— Referring expression data —

>>>

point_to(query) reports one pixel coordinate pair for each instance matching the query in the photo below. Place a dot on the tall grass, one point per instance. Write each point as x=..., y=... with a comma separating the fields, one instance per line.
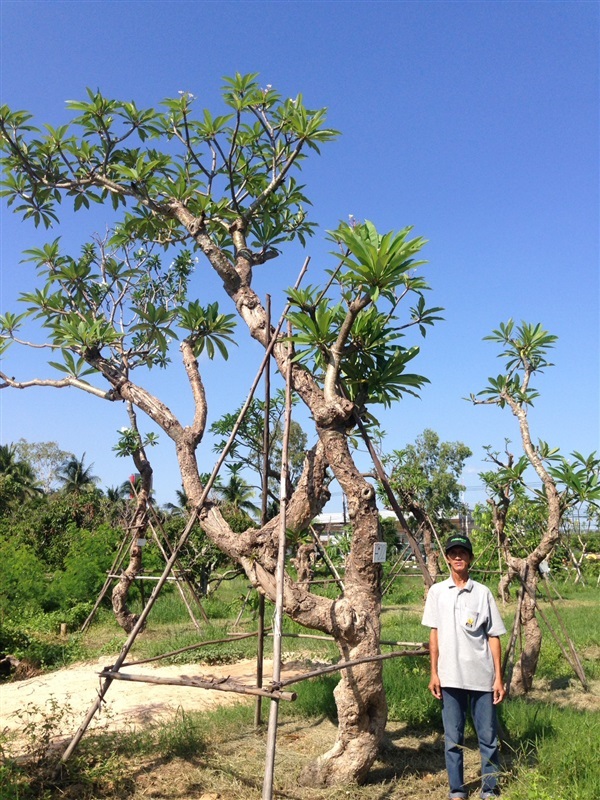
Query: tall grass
x=553, y=753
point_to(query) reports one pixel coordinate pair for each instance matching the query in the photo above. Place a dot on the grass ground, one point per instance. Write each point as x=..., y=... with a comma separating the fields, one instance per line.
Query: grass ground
x=552, y=750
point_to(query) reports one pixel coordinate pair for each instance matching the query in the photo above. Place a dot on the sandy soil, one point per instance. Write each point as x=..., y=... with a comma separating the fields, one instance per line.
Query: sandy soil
x=126, y=704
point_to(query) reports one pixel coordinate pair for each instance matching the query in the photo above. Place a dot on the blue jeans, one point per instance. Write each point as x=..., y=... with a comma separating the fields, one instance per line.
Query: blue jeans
x=454, y=715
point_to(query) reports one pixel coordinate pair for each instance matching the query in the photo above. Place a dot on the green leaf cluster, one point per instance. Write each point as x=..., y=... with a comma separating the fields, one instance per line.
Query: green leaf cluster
x=362, y=325
x=221, y=168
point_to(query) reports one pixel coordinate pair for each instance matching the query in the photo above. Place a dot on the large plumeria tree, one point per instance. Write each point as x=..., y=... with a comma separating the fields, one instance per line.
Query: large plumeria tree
x=224, y=187
x=564, y=482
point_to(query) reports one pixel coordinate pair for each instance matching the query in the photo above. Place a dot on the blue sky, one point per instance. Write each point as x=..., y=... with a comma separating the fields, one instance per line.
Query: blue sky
x=475, y=122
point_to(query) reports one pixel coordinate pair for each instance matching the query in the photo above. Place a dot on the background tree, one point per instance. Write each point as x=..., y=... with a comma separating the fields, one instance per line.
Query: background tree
x=224, y=186
x=425, y=476
x=248, y=446
x=45, y=459
x=564, y=482
x=74, y=477
x=17, y=477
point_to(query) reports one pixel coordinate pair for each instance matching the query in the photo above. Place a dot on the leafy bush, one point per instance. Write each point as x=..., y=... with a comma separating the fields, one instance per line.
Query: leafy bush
x=23, y=584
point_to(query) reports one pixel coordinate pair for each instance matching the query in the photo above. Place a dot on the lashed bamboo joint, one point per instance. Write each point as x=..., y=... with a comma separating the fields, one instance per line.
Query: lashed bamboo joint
x=221, y=685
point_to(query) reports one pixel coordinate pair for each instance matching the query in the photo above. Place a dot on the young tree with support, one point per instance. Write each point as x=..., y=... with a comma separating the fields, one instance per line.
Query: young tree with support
x=564, y=483
x=223, y=186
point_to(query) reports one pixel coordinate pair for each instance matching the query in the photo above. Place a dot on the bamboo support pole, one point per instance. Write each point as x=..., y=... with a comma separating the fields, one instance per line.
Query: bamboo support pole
x=267, y=792
x=169, y=549
x=231, y=638
x=576, y=664
x=422, y=651
x=221, y=685
x=331, y=639
x=117, y=561
x=241, y=611
x=393, y=501
x=260, y=642
x=97, y=703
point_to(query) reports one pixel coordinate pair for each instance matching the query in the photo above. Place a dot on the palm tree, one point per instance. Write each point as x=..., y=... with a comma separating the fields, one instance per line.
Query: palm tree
x=75, y=477
x=118, y=493
x=20, y=473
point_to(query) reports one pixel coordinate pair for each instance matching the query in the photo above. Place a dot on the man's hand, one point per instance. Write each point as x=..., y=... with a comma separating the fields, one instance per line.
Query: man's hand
x=434, y=687
x=499, y=691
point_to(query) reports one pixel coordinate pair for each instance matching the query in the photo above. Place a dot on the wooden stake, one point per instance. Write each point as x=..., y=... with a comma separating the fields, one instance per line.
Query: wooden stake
x=279, y=580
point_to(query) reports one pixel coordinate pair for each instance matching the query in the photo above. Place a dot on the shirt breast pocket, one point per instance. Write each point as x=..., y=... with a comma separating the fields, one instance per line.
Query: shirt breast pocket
x=471, y=620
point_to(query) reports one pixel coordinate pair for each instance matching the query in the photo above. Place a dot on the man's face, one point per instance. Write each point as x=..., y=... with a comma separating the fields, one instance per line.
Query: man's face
x=459, y=557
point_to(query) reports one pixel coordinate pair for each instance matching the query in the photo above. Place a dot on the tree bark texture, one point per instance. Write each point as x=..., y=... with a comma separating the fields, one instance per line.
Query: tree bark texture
x=139, y=526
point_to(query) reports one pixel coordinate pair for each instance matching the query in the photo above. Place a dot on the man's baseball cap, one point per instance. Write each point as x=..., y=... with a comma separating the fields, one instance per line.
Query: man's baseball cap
x=458, y=540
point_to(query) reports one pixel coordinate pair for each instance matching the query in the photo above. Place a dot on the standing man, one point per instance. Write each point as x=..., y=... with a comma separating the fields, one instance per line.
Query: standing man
x=465, y=664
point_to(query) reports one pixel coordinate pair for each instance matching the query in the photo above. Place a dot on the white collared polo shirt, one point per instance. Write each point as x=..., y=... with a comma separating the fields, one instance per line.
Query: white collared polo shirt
x=465, y=619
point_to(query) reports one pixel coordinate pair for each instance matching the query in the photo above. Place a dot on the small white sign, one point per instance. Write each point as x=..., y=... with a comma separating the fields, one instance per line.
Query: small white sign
x=379, y=552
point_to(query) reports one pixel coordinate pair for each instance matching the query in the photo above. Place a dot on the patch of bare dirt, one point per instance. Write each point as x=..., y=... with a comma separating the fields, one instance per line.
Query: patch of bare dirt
x=127, y=705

<<<

— Activity —
Look for "Query: small white sign" in the records. Write out its line and every later line through the end exactly, with nothing more.

— Task response —
Query: small white sign
x=379, y=552
point_to(query) reports one pixel coordinate pair for each instance matching the query in the photo above. Place a dot on the patch of bare dirt, one point per instance. Write each point as x=..., y=... with a comma separating the fields, one instance per line.
Query: patch of bare dirt
x=127, y=705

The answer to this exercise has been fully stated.